Какое же достойное употребление сего таланта? Ближайшее ко благу человечества. Человечество говорит писателю: ‘Мне принадлежит твое искусство. Для меня наделила тебя природа умом и красноречием. Пиши уставы мудрости, говори истину народам и царям, распространяй на земле царство добродетели. Порочный да читает тебя с беспокойством, злодей — с угрызением совести, а добродетельный с приятным умилением в сердце’. Писатель, достойный внимать сему голосу, следует ему со всею ревностию благородного сердца, преданного пользе человечества, но язык и чувство истины не увлекут за пределы умеренности писателя истинно просвещенного. Конечно, тот, которого вопрошает как мудреца род человеческий, вопрошал в свою очередь летописи сердца природы — и они отвечали ему голосом убедительной опытности, что истина, пред слабым очами смертного, должна нечувствительно разливать свой чистой, но яркой свет, подобно восходящему на востоке солнцу, которого она есть образ в нравственном мире. Что убедительнее, что святее христианского учения? Но и его истины восторжествовали только со временем и особливо в наше время, славное их быстрыми успехами. Итак, дело писателя быть верным другом истины, но осторожным путеводителем рассудка.
********************
_ЗАДАНИЕ 1:_ Изложите рассуждение о призвании писателя в двух предложениях.
_ЗАДАНИЕ 2:_ С чем в рассуждении о призвании писателя сравнивается свет истины?
_ЗАДАНИЕ 3:_ Подхватите рассуждение о призвании писателя и продолжите его после последнего предложения.

[Записи из набора точечной разметки]
********************
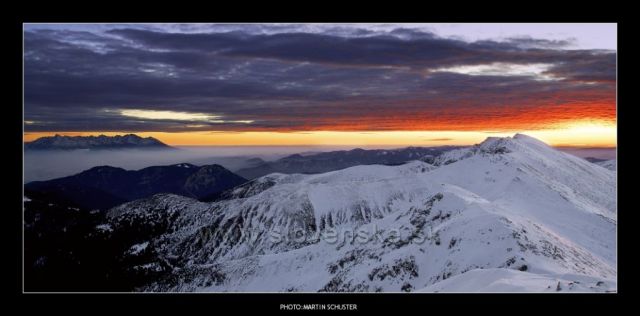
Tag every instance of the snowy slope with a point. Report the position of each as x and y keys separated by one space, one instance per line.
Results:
x=514 y=206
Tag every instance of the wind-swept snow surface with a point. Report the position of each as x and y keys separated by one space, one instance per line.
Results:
x=509 y=214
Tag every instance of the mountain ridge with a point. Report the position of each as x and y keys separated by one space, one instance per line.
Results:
x=508 y=203
x=103 y=187
x=128 y=141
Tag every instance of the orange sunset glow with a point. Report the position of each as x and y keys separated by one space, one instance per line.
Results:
x=318 y=89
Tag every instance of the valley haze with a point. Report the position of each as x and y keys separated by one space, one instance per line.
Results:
x=320 y=157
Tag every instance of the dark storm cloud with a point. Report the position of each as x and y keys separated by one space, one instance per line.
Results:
x=81 y=80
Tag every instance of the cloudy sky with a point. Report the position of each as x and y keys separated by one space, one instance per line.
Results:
x=274 y=84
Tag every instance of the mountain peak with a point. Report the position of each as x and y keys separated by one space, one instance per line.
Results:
x=59 y=142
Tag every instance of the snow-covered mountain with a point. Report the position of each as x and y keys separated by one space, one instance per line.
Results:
x=509 y=214
x=59 y=142
x=609 y=164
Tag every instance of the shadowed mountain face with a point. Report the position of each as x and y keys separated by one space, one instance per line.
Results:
x=336 y=160
x=509 y=214
x=95 y=142
x=104 y=187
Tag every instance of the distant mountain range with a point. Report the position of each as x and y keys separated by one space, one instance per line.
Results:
x=509 y=214
x=336 y=160
x=606 y=163
x=128 y=141
x=104 y=186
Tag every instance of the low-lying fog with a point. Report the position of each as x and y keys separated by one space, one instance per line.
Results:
x=44 y=165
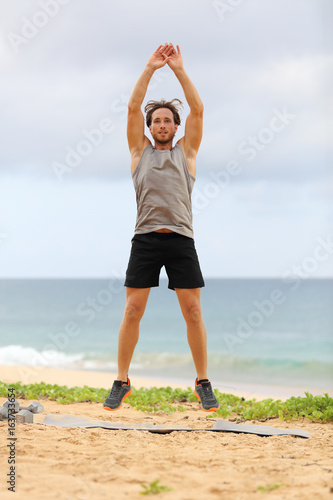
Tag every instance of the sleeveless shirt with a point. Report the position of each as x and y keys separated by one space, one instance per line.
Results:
x=163 y=187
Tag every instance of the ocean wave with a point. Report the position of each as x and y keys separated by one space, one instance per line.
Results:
x=222 y=361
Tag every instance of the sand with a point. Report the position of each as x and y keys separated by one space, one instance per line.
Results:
x=76 y=463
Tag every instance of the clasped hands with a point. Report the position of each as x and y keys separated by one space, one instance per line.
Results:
x=166 y=54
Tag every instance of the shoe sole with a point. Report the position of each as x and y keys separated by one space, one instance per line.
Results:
x=115 y=409
x=210 y=409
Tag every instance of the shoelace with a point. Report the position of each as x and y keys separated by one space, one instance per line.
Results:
x=208 y=392
x=115 y=390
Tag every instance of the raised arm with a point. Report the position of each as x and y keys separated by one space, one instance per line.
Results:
x=137 y=140
x=193 y=126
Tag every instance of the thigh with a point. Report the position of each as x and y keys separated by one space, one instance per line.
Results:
x=189 y=301
x=136 y=300
x=144 y=264
x=182 y=265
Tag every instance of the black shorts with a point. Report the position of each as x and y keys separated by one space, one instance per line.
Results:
x=176 y=252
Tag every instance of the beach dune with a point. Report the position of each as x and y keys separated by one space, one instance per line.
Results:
x=76 y=463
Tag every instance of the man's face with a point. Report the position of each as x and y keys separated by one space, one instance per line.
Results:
x=163 y=127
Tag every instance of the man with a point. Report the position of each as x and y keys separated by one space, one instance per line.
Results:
x=163 y=178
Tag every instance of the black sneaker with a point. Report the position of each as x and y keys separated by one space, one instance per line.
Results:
x=204 y=392
x=120 y=390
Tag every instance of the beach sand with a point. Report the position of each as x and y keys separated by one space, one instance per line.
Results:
x=83 y=464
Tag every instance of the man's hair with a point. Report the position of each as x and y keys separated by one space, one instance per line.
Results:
x=152 y=106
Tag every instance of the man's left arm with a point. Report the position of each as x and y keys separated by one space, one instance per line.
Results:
x=194 y=122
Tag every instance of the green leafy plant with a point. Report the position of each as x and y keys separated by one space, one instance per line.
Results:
x=168 y=400
x=154 y=488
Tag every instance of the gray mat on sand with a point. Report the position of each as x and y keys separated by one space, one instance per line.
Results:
x=219 y=426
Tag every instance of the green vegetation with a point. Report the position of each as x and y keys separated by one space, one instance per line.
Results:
x=154 y=488
x=168 y=400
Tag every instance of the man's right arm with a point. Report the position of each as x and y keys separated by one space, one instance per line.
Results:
x=137 y=140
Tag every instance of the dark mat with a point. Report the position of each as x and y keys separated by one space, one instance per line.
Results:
x=219 y=426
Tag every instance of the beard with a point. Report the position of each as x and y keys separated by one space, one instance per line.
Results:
x=164 y=139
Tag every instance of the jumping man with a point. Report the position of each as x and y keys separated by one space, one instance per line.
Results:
x=163 y=178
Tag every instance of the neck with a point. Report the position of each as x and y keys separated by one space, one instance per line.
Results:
x=163 y=147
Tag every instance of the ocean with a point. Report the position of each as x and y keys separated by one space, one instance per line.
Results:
x=260 y=331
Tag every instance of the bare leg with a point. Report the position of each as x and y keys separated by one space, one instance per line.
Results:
x=136 y=301
x=189 y=301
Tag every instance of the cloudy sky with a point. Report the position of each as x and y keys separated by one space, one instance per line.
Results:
x=264 y=188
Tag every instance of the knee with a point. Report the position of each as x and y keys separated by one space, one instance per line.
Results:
x=192 y=313
x=133 y=312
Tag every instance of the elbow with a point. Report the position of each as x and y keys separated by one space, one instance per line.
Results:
x=198 y=109
x=133 y=106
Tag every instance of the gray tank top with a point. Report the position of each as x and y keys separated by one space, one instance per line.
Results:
x=163 y=187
********************
_ОТВЕТ 1:_ Человечество требует от писателя употреблять талант на его благо: говорить истину народам и царям и распространять на земле царство добродетели. Однако истинно просвещенный писатель не выходит за пределы умеренности, ведь истина должна нечувствительно разливать свой свет, подобно восходящему солнцу, поэтому его дело — быть верным другом истины, но осторожным путеводителем рассудка.

_ОТВЕТ 2:_ С солнцем, восходящим на востоке.

_ОТВЕТ 3:_
Если наука просветила человека в особенности, то просвещение человеческого рода вообще должно быть некогда ее творением. Великие перемены государственные отсрочивают сию важную эпоху, а не останавливают постепенного хода разума, не мешают ему подвигаться вперед на пути науки и образования. Ныне после грозных бурь, нанесенных разрушительным духом времени, видим новую, чистейшую зарю, восходящую в Европе, видим в политике отмщенную свободу народов и защищенные права человека, в философии гордую мудрость земную, примиренную с кроткой верой небесной, наконец, в государственных договорах священный союз царей, заключенный в пользу общей безопасности и общего достоинства народов. О, если бы из всех пределов земного мира могли соединиться труды умов государственных и умов ученых! Если бы общие усилия человеческие могли некогда привести в совершенство науку гражданского счастия! Какое зрелище представилось бы тогда на лице земли! Все просвещенные страны света, цветущие города и селы, плодоносные поля, населенные пустыни, везде мудрые правительства, везде свободные народы и, наконец, мир человеческий, достойный благословения неба, достойный взоров своего бога! Такое влияние должны, кажется, иметь на судьбу народов творения великих умов, ободренных земными властями.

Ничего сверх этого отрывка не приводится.